GIVEN TASK:
Answer these questions from the Psalm 24 text.
(a) In what year did Georg Weissel paraphrase the last section of the psalm as an Advent hymn?
(b) In what metre is the Sing Psalms version of the psalm set?
(c) Which verses does Andreas Hammerschmidt's six-part motet set?

Psalm 24 is also recited as a prayer for financial success and to protect from a flood.
The Protestant minister Georg Weissel paraphrased the last section of Psalm 24 as an Advent hymn, "Macht hoch die Tür" (Make the door high) in 1623. It became Number 1 in the current Protestant hymnal Evangelisches Gesangbuch (EG), and appears in most German hymnals including the Catholic Gotteslob (GL 218). Catherine Winkworth translated it as "Lift up your heads, ye mighty gates" in 1853.
In the Free Church of Scotland's 2003 Psalter, Sing Psalms, the metrical version of Psalm 24 commences "The world and all in it are God's, all peoples of the earth" and is set in the common metre. The recommended tunes are Nativity, Praetorius, Winchester and St. George's, Edinburgh.
Heinrich Schütz set the psalm in German for choir as part of his setting of the Becker Psalter as SWV 121, "Die Erd und was sich auf ihr regt" (The Earth and what moves on it). Andreas Hammerschmidt composed a six-part motet, "Machet die Tore weit" (Make the gates wide), setting verses 7-9. Verses 7-10 are set in Handel's Messiah Part II (Chorus Lift up your heads) in 1742, in a scene called "Ascension".

DATA EXCERPTS:

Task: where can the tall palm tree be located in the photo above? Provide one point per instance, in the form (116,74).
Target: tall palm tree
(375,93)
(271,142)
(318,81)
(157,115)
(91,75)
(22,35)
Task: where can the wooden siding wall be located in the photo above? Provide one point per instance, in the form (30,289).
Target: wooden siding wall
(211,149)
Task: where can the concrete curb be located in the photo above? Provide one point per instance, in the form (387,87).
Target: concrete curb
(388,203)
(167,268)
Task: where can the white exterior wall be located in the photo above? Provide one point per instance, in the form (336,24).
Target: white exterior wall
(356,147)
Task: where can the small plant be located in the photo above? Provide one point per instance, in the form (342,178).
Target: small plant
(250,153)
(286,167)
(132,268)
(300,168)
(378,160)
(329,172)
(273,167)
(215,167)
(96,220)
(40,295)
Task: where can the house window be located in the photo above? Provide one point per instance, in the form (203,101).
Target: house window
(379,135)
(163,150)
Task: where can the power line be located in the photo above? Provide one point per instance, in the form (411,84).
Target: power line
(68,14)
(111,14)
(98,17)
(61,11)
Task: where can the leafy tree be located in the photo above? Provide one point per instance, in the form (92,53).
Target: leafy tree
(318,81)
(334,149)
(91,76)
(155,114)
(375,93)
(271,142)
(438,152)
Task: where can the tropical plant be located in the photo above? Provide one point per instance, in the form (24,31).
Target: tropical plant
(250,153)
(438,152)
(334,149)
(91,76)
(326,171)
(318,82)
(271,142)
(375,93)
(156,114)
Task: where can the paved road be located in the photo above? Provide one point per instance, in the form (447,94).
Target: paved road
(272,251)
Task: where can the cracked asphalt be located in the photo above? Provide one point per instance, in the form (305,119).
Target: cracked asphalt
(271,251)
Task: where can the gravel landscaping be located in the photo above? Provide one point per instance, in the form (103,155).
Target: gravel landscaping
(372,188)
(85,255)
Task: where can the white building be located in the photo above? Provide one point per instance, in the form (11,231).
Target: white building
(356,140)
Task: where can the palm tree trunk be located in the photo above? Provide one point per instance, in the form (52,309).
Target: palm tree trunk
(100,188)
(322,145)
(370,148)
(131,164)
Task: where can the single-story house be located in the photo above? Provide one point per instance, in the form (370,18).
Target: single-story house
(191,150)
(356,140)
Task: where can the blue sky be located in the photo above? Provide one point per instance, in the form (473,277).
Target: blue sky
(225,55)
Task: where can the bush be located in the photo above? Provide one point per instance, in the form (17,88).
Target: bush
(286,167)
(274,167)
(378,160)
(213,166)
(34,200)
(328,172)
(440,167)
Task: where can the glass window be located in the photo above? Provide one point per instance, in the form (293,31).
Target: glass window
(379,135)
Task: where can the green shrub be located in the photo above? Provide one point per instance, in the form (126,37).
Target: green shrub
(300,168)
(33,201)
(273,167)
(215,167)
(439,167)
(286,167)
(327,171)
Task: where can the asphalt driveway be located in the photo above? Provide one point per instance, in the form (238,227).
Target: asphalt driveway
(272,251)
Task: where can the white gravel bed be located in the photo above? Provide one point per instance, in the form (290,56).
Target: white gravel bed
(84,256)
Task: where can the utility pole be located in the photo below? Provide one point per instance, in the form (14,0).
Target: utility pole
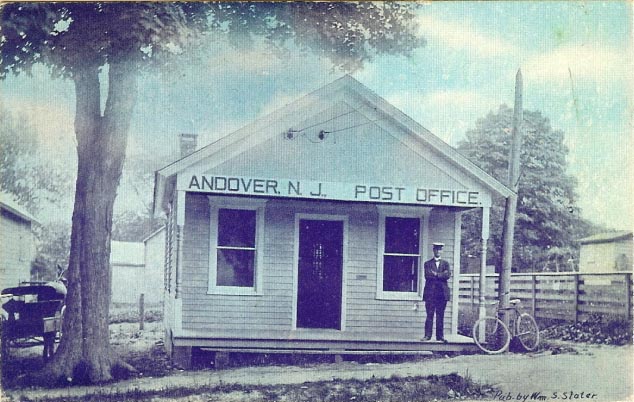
(511,201)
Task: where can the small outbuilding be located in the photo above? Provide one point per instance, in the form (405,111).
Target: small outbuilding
(307,230)
(606,252)
(17,242)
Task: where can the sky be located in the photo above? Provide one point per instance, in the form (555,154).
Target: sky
(575,57)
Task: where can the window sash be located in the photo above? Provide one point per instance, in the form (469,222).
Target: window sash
(421,215)
(216,250)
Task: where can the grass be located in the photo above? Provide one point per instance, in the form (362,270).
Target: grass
(595,329)
(415,389)
(124,312)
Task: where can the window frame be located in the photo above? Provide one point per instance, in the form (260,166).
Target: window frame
(246,204)
(420,213)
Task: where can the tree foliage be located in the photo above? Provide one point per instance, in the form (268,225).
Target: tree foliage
(548,220)
(79,40)
(23,172)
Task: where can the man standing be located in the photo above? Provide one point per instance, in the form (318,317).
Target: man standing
(436,292)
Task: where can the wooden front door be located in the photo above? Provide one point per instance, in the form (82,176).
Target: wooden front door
(320,268)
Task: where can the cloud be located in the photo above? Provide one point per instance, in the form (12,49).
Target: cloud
(462,35)
(598,64)
(446,113)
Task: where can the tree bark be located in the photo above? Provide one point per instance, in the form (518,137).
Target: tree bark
(84,353)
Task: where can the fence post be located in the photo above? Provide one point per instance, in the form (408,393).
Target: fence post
(576,295)
(533,294)
(628,295)
(141,312)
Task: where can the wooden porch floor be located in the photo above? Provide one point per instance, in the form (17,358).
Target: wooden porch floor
(323,342)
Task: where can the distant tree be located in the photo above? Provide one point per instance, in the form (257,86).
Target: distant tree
(134,226)
(79,40)
(24,173)
(547,215)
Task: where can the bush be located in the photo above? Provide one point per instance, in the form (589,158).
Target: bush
(596,329)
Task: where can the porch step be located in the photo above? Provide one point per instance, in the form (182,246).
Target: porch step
(320,351)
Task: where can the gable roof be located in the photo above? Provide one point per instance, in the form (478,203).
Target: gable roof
(280,120)
(607,237)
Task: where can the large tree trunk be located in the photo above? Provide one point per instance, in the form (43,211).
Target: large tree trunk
(84,353)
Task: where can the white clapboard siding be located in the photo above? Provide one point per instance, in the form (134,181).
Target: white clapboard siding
(272,310)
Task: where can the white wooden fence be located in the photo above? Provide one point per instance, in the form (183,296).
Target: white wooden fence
(569,296)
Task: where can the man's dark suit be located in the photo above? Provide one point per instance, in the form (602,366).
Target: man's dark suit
(435,295)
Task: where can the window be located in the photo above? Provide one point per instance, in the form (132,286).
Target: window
(400,254)
(234,248)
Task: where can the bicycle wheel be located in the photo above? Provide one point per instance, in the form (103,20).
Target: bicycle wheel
(491,335)
(527,332)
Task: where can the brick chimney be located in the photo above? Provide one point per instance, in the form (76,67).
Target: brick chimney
(188,143)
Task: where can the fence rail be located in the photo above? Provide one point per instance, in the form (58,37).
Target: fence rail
(569,296)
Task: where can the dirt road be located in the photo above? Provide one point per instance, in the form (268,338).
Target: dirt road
(596,373)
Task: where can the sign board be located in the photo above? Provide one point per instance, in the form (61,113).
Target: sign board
(362,192)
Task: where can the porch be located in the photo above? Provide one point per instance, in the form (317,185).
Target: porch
(325,342)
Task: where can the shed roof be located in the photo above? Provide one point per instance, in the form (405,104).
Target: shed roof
(607,237)
(370,106)
(127,253)
(156,232)
(8,203)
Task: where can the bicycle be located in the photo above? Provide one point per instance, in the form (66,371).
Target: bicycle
(493,336)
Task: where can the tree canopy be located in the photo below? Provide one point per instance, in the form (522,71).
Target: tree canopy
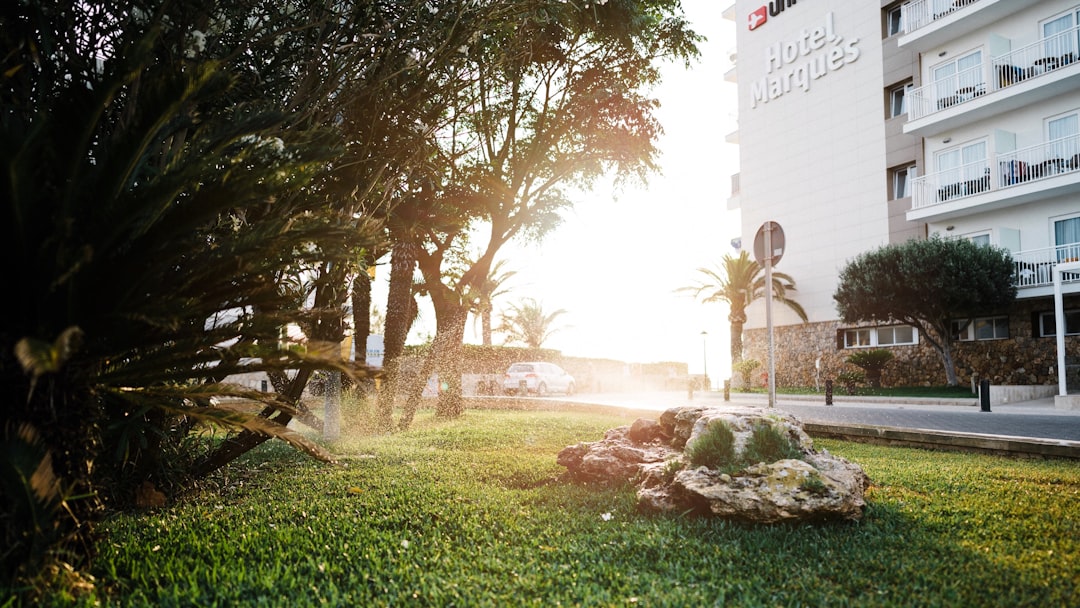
(739,281)
(928,284)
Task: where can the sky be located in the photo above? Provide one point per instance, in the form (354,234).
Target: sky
(616,261)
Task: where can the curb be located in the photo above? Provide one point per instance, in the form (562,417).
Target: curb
(947,441)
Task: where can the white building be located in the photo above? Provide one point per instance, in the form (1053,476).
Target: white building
(864,123)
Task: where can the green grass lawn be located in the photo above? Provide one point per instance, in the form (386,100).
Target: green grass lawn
(473,513)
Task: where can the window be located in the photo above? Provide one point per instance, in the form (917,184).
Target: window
(959,80)
(853,338)
(894,336)
(893,22)
(1060,40)
(1067,239)
(898,99)
(962,171)
(891,336)
(1063,138)
(1048,324)
(983,328)
(902,181)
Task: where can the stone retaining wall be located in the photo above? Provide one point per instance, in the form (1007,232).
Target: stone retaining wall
(1023,359)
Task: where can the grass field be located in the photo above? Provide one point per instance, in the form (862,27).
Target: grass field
(473,513)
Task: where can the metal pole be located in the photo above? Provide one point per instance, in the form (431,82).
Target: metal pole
(704,359)
(768,311)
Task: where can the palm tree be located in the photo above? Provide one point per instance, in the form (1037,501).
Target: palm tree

FINAL ANSWER:
(a) 1623
(b) The common metre
(c) Verses 7-9